-- Text shown start --

PLATTSBURGH — The Artistry Community Theatre leaves its regular venues, AuSable Valley Central School and Keeseville Elks Lodge #2072, in southern Clinton County to make its Strand Theatre debut with “Cabaret” this weekend in Plattsburgh.
“This is our first sort of big venture,” director Derrick A. Hopkins said.
“It was made famous by Liza Minnelli (Sally Bowles) in the film and Joel Grey (Master of Ceremonies), who won Oscars.”
ACTs productions riffs off the 1972 flick directed by Bob Fosse and Jay Presson Allen’s screenplay, which was a riff on the same-name musical by John Kander, Fred Ebb, and Joe Masteroff, which was a riff of the 1951 play “I Am a Camera” by John Van Druten, who riffed the 1945 “The Berlin Stories” by Christopher Isherwood, who riffed his 1939 novel “Goodbye to Berlin” and his 1937 semi-autobiographical novella, “Sally Bowles,” set in the jazz-age in Weimar-era Berlin.

-- Text shown end --
-- Information shown start --

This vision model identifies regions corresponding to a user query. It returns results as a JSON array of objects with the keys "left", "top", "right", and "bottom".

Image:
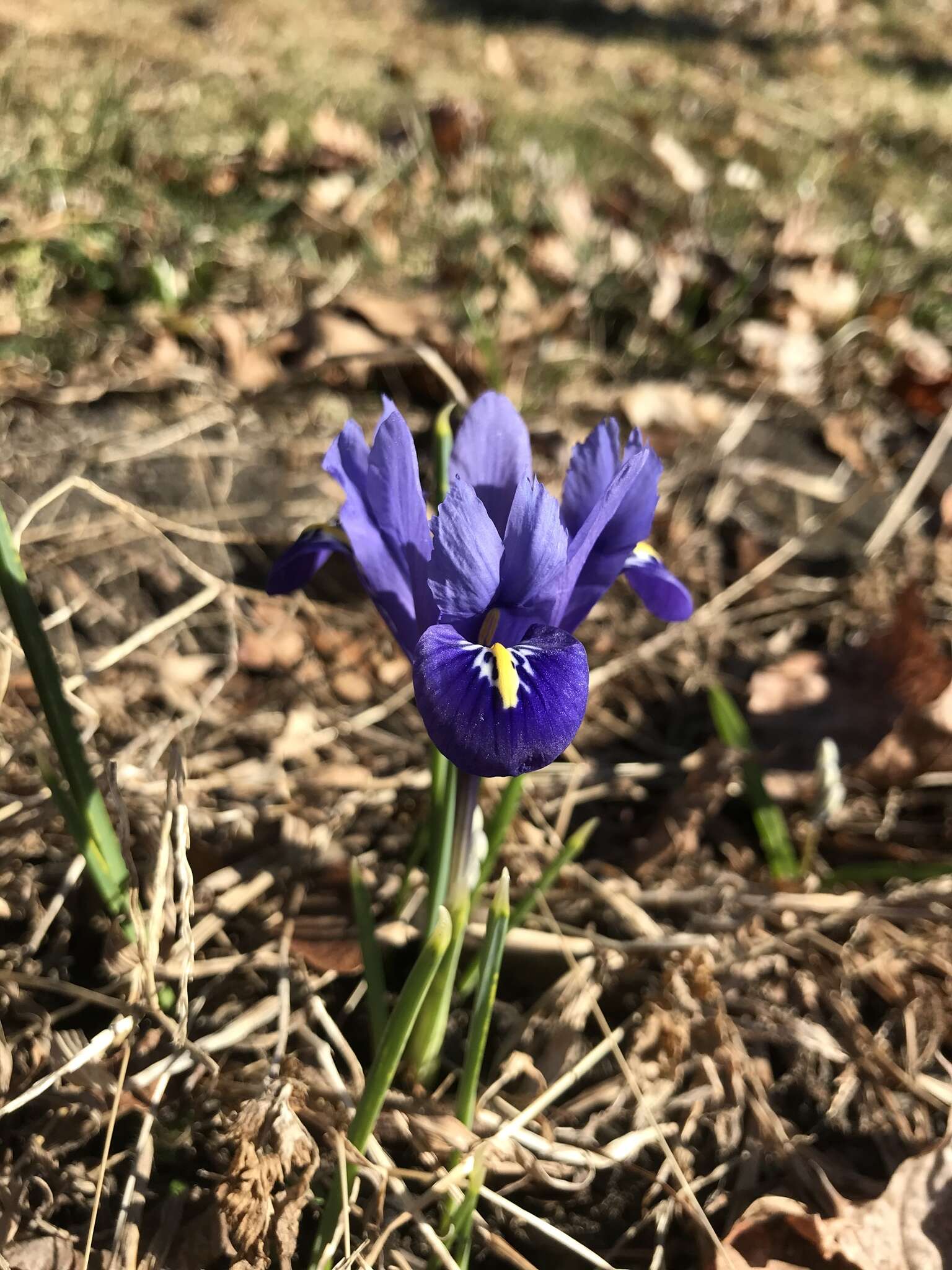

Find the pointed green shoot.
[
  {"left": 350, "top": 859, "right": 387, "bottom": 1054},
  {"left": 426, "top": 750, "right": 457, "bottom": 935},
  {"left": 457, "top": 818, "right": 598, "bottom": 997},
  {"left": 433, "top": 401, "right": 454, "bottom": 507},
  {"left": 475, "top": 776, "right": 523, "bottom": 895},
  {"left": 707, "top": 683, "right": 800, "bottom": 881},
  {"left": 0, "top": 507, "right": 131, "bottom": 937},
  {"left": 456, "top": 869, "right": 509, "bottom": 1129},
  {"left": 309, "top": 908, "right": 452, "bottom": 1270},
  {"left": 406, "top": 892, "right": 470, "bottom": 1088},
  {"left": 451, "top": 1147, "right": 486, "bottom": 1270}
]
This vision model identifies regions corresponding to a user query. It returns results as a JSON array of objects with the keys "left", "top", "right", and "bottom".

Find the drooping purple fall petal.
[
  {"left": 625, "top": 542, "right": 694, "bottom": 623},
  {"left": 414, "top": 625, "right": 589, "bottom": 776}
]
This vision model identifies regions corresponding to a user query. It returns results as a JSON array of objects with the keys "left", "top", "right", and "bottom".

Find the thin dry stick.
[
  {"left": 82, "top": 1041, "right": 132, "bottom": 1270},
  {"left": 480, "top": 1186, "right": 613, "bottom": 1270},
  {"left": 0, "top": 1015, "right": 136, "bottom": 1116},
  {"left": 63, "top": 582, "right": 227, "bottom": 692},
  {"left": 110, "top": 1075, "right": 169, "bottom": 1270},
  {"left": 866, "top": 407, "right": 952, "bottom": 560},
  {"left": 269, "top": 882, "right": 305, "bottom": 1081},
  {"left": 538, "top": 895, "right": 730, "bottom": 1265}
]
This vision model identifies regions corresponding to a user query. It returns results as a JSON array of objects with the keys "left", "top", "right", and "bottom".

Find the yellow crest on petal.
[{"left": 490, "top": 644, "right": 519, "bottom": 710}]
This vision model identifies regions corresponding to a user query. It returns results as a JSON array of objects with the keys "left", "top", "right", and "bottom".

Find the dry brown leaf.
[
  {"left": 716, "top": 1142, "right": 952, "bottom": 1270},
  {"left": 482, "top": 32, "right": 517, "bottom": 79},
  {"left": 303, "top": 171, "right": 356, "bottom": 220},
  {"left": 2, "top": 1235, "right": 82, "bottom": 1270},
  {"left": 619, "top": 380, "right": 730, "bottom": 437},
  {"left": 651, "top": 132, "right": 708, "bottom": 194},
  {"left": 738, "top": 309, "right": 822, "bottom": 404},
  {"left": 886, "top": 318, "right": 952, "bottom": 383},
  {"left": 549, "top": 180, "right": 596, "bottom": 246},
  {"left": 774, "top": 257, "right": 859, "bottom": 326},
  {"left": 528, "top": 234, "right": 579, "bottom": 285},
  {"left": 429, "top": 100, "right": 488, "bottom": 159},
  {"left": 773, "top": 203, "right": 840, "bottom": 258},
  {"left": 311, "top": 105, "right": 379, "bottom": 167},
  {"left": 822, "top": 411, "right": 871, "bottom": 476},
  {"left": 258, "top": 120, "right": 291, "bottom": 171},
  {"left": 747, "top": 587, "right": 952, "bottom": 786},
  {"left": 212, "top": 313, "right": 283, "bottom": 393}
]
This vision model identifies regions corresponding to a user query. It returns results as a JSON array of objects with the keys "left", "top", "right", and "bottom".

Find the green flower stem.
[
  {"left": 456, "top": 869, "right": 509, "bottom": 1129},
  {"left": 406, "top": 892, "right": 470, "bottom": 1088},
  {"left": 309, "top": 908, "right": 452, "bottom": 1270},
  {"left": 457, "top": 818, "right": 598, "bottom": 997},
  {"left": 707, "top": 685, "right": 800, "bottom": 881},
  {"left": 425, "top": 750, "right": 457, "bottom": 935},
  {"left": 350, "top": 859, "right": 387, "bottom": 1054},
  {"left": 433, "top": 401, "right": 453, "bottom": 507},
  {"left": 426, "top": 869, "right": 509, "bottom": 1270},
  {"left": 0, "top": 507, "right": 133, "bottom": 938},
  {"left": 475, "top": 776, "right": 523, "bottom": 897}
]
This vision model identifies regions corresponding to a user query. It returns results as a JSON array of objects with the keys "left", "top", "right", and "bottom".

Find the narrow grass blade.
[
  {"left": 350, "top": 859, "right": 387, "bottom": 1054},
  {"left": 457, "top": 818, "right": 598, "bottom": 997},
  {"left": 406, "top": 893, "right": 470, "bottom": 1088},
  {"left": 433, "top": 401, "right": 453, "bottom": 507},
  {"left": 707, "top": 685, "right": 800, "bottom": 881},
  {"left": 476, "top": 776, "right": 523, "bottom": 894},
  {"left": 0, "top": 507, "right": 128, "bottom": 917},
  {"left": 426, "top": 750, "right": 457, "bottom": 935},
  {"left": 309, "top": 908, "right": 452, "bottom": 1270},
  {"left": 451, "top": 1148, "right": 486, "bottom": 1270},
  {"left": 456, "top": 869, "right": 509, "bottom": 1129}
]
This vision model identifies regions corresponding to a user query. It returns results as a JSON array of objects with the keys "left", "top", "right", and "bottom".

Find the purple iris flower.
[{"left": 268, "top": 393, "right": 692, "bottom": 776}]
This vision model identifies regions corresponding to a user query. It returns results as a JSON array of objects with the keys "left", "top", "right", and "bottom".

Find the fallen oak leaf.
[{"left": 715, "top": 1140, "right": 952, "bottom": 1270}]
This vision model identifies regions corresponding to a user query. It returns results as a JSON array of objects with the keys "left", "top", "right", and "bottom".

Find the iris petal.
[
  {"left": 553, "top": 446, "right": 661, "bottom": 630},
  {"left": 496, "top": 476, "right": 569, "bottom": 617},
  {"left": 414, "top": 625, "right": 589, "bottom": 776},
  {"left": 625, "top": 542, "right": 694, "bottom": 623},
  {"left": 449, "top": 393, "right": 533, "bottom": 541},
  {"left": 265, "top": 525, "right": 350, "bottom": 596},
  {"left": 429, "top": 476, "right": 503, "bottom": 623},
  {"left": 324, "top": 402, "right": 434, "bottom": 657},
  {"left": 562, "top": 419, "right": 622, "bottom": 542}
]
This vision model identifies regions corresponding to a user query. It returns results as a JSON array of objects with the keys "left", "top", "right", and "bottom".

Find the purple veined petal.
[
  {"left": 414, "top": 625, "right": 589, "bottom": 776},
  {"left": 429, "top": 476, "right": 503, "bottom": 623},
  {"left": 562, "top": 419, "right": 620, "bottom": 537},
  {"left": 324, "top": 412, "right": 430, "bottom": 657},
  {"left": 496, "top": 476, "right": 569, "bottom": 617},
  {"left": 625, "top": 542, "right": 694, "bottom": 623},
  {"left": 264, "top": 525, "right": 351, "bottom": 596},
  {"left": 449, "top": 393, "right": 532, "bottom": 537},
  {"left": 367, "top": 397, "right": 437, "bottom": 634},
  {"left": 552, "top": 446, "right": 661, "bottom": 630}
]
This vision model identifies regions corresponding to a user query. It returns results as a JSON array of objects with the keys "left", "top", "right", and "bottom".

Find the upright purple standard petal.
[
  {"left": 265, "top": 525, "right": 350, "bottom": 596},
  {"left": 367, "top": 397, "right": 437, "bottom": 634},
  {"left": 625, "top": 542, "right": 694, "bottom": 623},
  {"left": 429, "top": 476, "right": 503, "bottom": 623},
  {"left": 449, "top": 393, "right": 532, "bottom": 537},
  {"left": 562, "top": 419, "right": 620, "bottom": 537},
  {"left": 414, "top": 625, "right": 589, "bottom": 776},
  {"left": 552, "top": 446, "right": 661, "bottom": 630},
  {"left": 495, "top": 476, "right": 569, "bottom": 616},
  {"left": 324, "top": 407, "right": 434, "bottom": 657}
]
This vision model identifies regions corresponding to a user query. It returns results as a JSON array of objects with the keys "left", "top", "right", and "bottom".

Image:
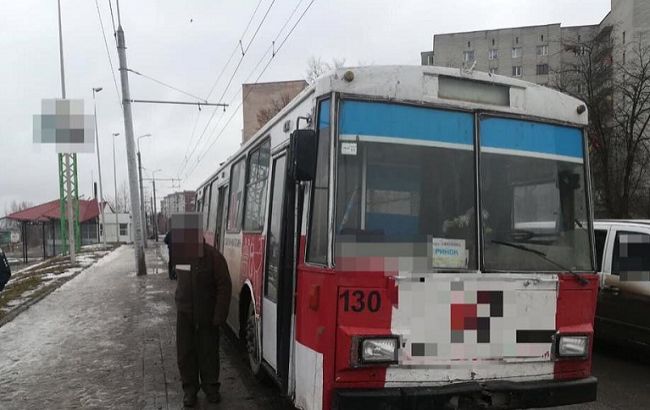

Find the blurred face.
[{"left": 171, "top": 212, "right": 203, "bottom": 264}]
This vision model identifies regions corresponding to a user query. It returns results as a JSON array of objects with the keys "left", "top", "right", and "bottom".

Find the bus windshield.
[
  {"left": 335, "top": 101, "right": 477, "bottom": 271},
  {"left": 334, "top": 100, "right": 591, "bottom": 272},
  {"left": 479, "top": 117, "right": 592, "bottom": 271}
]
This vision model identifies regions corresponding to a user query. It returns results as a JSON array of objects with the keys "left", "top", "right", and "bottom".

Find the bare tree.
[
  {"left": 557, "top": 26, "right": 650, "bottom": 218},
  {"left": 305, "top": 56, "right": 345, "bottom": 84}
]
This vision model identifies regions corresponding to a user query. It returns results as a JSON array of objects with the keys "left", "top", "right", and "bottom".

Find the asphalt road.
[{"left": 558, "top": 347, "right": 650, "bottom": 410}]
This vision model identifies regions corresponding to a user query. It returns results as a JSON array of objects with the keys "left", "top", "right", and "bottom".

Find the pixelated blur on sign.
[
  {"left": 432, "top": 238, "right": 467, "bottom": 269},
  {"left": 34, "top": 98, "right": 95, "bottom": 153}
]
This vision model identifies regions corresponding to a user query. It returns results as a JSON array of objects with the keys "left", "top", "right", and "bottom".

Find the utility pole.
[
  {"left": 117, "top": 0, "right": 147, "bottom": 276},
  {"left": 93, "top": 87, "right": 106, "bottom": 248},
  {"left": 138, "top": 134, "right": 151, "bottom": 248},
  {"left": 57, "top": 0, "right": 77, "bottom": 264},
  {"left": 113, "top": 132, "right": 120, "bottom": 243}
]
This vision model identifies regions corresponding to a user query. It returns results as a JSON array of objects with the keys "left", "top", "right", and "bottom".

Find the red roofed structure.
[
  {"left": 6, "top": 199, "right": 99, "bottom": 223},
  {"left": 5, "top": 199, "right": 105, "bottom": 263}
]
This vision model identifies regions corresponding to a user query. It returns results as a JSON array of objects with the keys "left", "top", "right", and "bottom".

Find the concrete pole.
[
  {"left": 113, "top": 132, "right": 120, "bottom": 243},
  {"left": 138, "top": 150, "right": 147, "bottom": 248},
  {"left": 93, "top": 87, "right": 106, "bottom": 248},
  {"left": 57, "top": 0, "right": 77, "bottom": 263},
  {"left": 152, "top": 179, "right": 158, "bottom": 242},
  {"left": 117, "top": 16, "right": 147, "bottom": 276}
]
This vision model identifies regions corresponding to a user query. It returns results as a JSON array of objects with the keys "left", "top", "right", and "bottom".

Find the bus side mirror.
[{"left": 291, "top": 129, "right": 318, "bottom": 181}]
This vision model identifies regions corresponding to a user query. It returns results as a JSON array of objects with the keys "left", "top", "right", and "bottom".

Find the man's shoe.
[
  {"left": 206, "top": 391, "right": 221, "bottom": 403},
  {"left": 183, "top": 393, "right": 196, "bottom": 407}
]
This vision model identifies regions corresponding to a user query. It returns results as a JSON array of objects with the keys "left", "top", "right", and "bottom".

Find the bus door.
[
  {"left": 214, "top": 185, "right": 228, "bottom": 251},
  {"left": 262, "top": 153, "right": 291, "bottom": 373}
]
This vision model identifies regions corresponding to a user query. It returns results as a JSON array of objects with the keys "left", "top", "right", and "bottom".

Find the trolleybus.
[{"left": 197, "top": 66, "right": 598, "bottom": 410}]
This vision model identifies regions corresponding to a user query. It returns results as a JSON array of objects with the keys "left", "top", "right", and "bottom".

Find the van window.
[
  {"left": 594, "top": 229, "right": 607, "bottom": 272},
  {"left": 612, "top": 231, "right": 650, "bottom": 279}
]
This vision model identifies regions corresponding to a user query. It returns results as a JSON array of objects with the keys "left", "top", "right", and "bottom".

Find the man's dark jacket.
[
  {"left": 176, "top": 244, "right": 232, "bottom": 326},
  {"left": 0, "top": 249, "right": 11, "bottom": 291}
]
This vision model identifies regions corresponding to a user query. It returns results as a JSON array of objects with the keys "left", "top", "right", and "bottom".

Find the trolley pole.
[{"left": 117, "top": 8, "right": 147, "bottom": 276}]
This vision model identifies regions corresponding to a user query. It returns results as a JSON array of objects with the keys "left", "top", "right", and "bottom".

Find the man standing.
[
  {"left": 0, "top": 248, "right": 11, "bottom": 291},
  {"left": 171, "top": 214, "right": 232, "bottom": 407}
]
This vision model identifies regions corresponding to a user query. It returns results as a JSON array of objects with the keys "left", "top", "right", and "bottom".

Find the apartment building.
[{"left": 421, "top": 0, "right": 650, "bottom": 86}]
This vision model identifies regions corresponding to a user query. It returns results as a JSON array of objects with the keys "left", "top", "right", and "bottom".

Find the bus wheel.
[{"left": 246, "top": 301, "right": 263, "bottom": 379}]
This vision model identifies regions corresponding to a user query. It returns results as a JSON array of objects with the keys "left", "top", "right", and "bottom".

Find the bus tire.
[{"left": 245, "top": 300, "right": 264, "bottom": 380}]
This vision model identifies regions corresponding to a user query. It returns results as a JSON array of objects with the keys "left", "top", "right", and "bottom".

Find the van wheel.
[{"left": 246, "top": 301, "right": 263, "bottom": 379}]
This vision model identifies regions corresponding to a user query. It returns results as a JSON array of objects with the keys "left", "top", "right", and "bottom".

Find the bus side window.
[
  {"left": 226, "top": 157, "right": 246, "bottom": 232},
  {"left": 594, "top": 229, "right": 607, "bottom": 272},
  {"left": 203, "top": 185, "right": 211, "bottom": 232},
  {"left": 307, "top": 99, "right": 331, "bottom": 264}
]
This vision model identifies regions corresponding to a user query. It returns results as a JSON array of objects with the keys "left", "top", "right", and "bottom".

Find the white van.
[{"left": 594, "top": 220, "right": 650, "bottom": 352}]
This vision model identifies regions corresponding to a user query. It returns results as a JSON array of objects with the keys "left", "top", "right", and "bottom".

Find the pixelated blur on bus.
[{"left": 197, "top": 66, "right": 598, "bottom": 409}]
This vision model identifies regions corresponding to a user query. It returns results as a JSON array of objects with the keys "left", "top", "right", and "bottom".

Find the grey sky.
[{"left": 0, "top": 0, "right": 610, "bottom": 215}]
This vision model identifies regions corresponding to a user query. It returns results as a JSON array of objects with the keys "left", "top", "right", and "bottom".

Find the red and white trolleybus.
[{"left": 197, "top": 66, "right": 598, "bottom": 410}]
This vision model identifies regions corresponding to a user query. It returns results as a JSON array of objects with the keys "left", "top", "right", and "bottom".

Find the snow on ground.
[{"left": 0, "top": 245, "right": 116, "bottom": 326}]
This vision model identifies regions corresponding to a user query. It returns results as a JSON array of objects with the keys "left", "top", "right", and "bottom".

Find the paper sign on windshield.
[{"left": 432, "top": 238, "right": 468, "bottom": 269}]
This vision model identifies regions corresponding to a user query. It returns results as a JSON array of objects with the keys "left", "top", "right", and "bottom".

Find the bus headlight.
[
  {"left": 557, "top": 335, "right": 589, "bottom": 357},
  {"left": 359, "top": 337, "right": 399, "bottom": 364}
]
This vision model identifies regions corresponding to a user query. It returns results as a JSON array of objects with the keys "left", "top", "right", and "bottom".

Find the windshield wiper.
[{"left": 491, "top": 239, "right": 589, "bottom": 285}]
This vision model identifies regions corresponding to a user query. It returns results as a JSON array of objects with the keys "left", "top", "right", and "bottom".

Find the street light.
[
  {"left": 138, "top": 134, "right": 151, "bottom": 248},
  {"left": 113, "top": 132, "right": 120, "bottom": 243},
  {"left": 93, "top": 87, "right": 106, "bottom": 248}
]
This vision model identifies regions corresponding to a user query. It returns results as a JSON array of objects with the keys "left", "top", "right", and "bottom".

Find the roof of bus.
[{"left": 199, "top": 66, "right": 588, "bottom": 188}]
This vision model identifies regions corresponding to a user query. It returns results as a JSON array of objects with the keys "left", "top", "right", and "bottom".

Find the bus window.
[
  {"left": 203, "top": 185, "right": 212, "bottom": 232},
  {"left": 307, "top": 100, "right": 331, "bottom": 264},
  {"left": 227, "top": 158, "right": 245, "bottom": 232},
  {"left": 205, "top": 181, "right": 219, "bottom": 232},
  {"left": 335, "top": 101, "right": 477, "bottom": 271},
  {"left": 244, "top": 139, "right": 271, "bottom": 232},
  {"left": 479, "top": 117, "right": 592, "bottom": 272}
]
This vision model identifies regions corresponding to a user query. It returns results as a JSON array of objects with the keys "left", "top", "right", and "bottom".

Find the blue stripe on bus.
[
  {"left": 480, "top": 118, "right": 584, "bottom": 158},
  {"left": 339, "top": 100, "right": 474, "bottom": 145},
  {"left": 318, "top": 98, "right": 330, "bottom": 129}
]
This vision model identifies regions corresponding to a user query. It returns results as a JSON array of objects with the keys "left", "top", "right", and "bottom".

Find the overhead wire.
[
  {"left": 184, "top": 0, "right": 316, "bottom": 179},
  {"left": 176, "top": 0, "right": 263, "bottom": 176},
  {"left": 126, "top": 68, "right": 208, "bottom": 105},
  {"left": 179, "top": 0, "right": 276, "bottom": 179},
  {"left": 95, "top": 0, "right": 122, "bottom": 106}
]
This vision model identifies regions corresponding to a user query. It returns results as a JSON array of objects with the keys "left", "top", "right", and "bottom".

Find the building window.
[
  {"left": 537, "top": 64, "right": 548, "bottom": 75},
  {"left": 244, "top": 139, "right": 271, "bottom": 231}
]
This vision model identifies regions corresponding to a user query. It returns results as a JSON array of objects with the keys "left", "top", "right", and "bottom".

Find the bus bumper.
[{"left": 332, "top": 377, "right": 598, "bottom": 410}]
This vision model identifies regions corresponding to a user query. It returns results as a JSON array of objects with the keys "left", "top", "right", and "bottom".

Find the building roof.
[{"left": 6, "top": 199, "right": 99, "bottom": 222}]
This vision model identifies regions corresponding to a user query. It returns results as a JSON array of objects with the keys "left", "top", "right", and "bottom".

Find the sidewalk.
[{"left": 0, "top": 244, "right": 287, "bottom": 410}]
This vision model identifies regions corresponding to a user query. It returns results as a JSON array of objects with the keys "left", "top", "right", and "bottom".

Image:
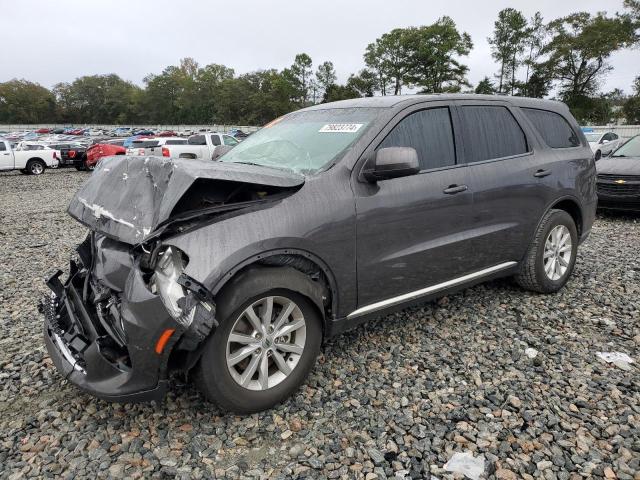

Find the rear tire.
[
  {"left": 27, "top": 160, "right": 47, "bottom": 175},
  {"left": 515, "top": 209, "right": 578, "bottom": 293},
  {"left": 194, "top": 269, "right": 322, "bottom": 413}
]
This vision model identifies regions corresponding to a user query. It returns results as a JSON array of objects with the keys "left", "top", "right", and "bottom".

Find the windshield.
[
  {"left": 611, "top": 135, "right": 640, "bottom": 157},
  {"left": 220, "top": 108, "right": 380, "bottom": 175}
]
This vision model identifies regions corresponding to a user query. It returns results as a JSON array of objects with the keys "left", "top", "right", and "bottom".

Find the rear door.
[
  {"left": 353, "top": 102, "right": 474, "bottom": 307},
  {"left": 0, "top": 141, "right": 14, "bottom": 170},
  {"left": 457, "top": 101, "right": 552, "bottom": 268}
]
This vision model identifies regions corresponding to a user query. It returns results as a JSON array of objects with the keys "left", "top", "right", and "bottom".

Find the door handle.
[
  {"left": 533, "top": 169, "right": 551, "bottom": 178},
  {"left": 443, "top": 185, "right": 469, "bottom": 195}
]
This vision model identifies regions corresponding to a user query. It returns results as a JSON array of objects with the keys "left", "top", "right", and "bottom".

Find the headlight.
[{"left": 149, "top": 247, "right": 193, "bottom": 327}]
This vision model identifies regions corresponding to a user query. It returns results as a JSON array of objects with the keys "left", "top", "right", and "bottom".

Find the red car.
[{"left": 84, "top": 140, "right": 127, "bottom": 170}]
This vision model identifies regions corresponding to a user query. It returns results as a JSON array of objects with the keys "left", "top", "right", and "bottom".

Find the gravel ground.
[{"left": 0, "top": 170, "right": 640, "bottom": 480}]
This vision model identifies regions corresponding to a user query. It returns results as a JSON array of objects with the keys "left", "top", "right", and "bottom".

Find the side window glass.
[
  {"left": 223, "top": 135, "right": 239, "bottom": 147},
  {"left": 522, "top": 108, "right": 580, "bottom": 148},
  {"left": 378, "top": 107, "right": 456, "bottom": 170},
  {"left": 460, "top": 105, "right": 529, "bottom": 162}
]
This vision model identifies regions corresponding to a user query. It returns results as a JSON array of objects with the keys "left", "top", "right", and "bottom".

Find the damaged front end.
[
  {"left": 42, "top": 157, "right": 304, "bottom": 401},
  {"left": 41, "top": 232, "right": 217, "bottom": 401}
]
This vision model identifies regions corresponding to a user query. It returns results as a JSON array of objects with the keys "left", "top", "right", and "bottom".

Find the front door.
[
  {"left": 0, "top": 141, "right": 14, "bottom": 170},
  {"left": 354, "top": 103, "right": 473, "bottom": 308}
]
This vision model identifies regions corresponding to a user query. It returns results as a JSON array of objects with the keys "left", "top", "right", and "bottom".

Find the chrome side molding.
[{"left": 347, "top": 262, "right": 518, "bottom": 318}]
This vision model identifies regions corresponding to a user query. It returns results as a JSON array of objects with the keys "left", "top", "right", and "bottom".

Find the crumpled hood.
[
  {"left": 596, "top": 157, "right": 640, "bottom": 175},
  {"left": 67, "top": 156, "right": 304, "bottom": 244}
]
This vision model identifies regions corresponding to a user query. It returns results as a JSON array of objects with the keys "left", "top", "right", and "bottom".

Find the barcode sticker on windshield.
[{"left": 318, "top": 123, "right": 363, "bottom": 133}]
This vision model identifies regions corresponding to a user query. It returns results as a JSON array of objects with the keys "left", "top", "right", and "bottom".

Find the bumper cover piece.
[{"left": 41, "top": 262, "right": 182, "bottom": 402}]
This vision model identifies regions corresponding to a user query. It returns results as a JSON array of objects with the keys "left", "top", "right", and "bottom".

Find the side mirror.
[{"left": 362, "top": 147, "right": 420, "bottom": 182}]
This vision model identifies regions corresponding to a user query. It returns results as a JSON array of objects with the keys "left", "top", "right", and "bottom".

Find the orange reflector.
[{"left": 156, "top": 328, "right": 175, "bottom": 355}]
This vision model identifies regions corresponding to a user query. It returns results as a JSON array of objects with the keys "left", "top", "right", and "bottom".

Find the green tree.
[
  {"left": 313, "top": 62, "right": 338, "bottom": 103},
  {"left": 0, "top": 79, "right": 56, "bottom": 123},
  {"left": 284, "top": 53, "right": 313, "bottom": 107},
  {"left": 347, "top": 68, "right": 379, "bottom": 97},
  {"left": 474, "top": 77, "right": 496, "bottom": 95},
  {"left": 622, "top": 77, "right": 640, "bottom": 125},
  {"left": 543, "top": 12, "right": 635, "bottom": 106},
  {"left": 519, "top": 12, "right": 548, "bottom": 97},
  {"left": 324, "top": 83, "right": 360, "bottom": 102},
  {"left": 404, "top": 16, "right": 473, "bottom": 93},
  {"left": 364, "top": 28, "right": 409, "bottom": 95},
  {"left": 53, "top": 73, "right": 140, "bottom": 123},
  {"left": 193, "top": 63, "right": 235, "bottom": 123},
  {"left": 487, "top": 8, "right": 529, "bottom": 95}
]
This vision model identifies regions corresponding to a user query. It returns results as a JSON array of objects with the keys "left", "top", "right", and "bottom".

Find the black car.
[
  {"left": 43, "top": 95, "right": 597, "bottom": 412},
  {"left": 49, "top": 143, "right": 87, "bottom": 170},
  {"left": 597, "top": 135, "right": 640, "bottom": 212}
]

-- Information shown end --

● **Written instruction 1**: In one to three sentences, explain why, according to the article on the Artistry Community Theatre's "Cabaret," the company is performing in Plattsburgh this weekend rather than at its usual venues.
● **Written instruction 2**: Write the next part of the article on the Artistry Community Theatre's "Cabaret," picking up after its last sentence.
None of the tasks here depend on the listing.

● **Right answer 1**: The company is leaving its regular venues, AuSable Valley Central School and Keeseville Elks Lodge #2072 in southern Clinton County, to make its Strand Theatre debut with "Cabaret." The director calls this the group's "first sort of big venture."

● **Right answer 2**:
Like in jazz, there’s a whole lot of riffing going on of Isherwood’s and his comrades’ bohemian escapes.
“This production has been remarkable,” Hopkins said.
“We have an amazing cast and crew. We’ve explored the political climate. It takes place during the rise of the Nazi Party at the end of the ‘20s and the beginning of the ‘30s, the thriving anti-culture of that time in Berlin, Germany.
“Our choreographer (Meghan Janovsky) had a great quote. She said, ‘It’s kind of the Wizard of Oz in reverse.’ The Wizard of Oz starts in black and white, then you get to color. This show starts with vibrant color, and then as the political party takes over in the play, we move to black and white and gray. I thought that was a really great description of the production.”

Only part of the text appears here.